=== Section Start ===

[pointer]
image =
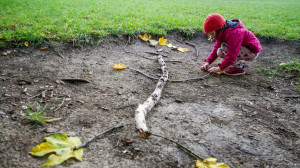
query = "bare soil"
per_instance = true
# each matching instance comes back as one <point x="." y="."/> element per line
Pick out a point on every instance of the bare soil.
<point x="245" y="121"/>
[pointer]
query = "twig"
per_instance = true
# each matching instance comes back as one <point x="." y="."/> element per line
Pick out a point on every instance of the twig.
<point x="191" y="44"/>
<point x="143" y="73"/>
<point x="153" y="53"/>
<point x="185" y="149"/>
<point x="59" y="105"/>
<point x="76" y="80"/>
<point x="120" y="125"/>
<point x="182" y="80"/>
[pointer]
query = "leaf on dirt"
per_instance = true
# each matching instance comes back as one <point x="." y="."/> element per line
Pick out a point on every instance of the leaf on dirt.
<point x="210" y="163"/>
<point x="62" y="146"/>
<point x="182" y="49"/>
<point x="162" y="41"/>
<point x="153" y="43"/>
<point x="145" y="37"/>
<point x="119" y="66"/>
<point x="44" y="48"/>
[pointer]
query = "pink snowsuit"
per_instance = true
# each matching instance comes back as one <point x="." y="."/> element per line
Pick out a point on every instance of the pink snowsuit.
<point x="235" y="38"/>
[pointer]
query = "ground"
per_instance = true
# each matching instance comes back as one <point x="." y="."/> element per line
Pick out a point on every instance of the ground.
<point x="245" y="121"/>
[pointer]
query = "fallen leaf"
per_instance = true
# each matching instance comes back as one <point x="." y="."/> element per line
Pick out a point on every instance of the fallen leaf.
<point x="62" y="146"/>
<point x="153" y="43"/>
<point x="119" y="66"/>
<point x="182" y="49"/>
<point x="162" y="41"/>
<point x="210" y="163"/>
<point x="145" y="37"/>
<point x="44" y="48"/>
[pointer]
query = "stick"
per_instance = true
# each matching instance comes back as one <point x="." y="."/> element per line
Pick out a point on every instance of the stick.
<point x="186" y="150"/>
<point x="120" y="125"/>
<point x="142" y="73"/>
<point x="149" y="52"/>
<point x="141" y="111"/>
<point x="191" y="44"/>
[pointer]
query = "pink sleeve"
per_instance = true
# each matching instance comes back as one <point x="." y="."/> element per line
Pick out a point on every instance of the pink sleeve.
<point x="213" y="55"/>
<point x="234" y="42"/>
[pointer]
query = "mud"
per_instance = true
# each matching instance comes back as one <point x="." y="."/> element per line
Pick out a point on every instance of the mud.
<point x="245" y="121"/>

=== Section End ===

• [How to complete this task]:
Repeat the data above exactly, images excluded.

• [Answer space]:
[pointer]
image =
query = "bare soil"
per_instance = true
# each matching instance comes back as one <point x="." y="."/> element per line
Pick out a point on every instance of the bare soil.
<point x="245" y="121"/>
[pointer]
query = "twig"
per_instance = true
# each matching instance comes back as one <point x="." y="."/> element per line
Pick out a point on every instance of the twig.
<point x="191" y="44"/>
<point x="143" y="73"/>
<point x="153" y="53"/>
<point x="185" y="149"/>
<point x="59" y="105"/>
<point x="76" y="80"/>
<point x="120" y="125"/>
<point x="182" y="80"/>
[pointer]
query = "leaf on dirt"
per_instance = true
# each matching instance comes back as one <point x="." y="."/> element per line
Pick out a point on every instance of the leaf on dirt.
<point x="210" y="163"/>
<point x="62" y="146"/>
<point x="182" y="49"/>
<point x="162" y="41"/>
<point x="153" y="43"/>
<point x="145" y="37"/>
<point x="119" y="66"/>
<point x="44" y="48"/>
[pointer]
query = "pink snowsuit"
per_instance = true
# each matching instance comes back as one <point x="." y="."/> element per line
Pick out a point on every instance of the pink snowsuit.
<point x="235" y="38"/>
[pointer]
query = "ground"
per_instance = true
# each matching instance comes back as one <point x="." y="."/> element per line
Pick out a point on every instance of the ground.
<point x="245" y="121"/>
[pointer]
query = "fallen leaf"
per_instance = true
# each matching instance comes back as one <point x="." y="."/> element per line
Pick out a point on every instance of the fallen leaf.
<point x="62" y="146"/>
<point x="153" y="43"/>
<point x="119" y="66"/>
<point x="182" y="49"/>
<point x="162" y="41"/>
<point x="210" y="163"/>
<point x="145" y="37"/>
<point x="44" y="48"/>
[pointer]
query = "stick"
per_instance = true
# each matching instance comes back as one <point x="." y="."/> element per line
Pick out a point on every instance of the stick.
<point x="186" y="150"/>
<point x="120" y="125"/>
<point x="142" y="73"/>
<point x="149" y="52"/>
<point x="141" y="111"/>
<point x="191" y="44"/>
[pointer]
query = "pink sleeve"
per_instance = true
# each matching instance comes back as one <point x="." y="."/> element per line
Pick out a point on every instance of the pink sleeve.
<point x="213" y="55"/>
<point x="234" y="42"/>
[pointer]
query = "mud"
per_instance = true
# each matching instance comes back as one <point x="." y="."/> element per line
Pick out a point on every instance of the mud.
<point x="245" y="121"/>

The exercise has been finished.